WORK REQUIRED >>
Extract every line in the records that contains the word "grass", and note that case counts.

%%

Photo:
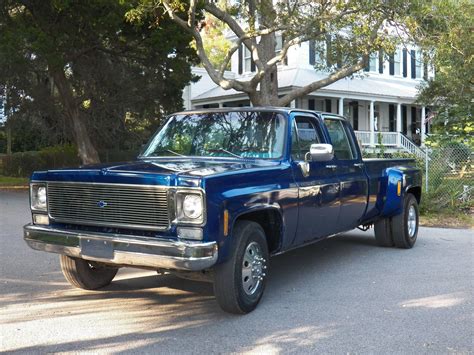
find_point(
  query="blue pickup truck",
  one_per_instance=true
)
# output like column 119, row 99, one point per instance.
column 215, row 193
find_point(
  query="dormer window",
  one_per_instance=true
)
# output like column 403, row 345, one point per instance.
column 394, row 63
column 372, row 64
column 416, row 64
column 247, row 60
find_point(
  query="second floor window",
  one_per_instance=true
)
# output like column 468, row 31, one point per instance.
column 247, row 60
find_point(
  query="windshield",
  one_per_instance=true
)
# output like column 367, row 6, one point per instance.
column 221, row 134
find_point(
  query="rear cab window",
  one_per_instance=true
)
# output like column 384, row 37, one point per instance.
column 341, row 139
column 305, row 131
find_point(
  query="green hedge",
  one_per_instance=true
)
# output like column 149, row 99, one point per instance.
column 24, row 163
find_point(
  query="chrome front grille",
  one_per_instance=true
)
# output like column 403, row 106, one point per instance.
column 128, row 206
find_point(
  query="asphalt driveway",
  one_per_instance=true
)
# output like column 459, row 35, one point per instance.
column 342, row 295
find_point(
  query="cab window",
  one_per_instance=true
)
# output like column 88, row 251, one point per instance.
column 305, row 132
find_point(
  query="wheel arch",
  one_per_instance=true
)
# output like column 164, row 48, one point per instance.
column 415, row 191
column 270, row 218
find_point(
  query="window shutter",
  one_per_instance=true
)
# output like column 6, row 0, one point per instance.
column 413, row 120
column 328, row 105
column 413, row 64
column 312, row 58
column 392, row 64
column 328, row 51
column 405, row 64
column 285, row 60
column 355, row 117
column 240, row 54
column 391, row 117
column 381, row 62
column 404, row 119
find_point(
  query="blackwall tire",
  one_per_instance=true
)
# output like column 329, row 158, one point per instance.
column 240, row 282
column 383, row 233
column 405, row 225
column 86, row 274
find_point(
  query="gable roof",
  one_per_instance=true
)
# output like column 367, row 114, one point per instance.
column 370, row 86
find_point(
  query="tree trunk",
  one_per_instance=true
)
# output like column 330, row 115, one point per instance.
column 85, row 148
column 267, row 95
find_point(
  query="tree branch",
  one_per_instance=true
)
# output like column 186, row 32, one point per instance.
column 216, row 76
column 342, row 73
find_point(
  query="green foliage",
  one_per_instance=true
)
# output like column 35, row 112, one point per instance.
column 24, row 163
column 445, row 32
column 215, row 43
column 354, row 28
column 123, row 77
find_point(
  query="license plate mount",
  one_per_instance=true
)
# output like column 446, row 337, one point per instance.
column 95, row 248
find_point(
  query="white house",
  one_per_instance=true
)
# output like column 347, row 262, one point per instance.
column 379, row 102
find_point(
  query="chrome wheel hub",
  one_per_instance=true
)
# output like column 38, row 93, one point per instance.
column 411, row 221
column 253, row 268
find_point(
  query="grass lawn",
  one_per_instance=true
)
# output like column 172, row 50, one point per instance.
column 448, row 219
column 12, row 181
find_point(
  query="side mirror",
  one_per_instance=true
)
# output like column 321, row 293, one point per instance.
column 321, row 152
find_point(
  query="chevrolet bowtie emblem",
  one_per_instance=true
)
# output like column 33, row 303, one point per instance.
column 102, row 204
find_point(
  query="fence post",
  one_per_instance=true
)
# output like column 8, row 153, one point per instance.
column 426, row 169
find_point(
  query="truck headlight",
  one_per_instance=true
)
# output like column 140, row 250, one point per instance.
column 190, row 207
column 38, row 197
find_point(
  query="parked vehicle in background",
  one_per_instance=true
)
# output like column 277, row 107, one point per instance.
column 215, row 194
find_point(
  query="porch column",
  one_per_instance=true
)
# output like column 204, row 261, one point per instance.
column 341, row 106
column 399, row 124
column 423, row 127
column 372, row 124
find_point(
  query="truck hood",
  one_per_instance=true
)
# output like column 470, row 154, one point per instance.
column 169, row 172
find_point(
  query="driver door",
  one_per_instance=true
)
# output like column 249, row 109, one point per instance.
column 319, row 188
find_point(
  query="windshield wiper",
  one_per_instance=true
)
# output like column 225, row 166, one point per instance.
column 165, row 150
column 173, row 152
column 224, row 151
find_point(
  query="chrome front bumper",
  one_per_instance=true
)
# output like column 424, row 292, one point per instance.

%%
%%

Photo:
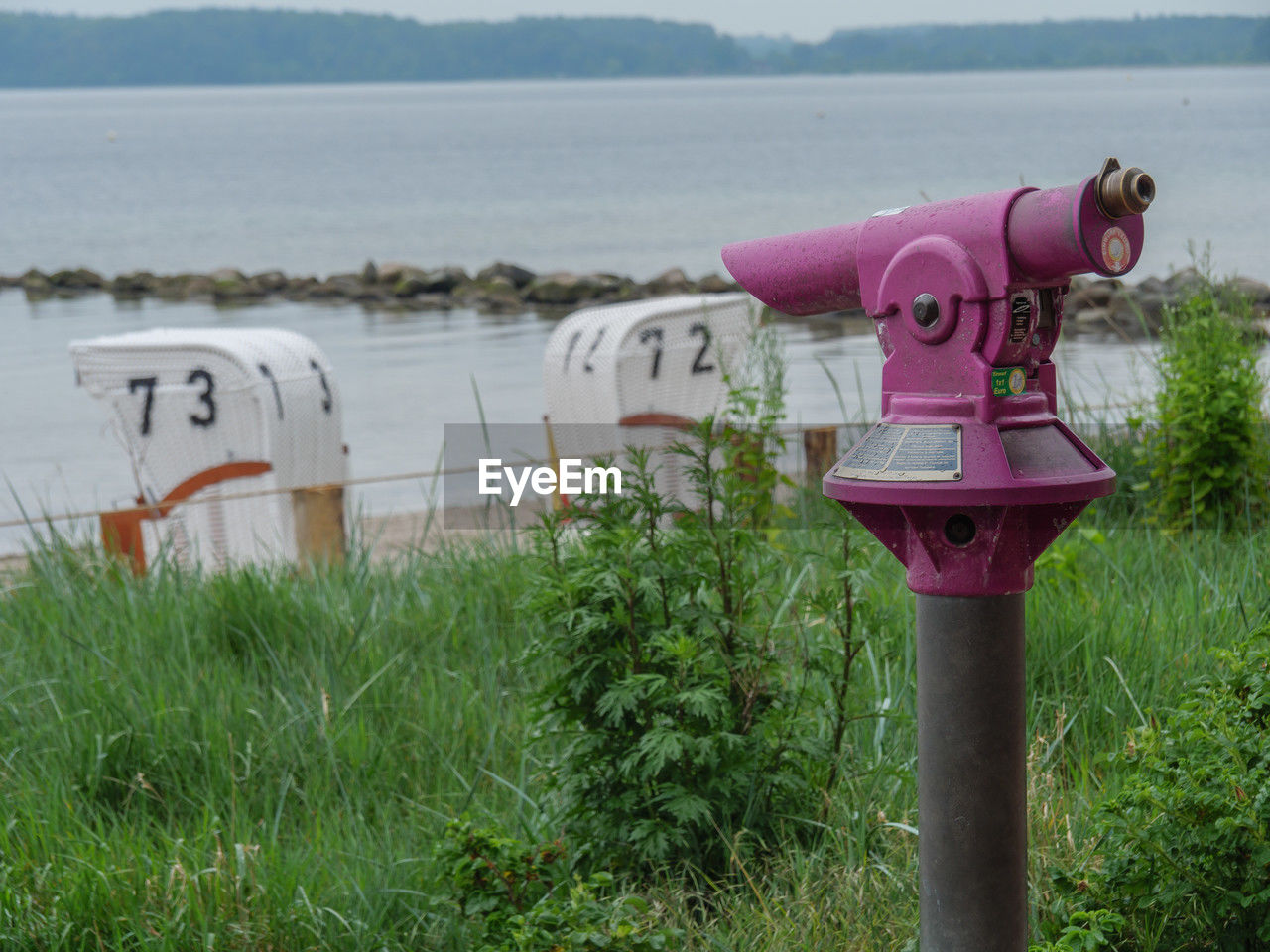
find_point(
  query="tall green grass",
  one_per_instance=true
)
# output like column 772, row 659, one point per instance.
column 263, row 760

%%

SOLUTION >>
  query="grass lawn",
  query="tall green grass",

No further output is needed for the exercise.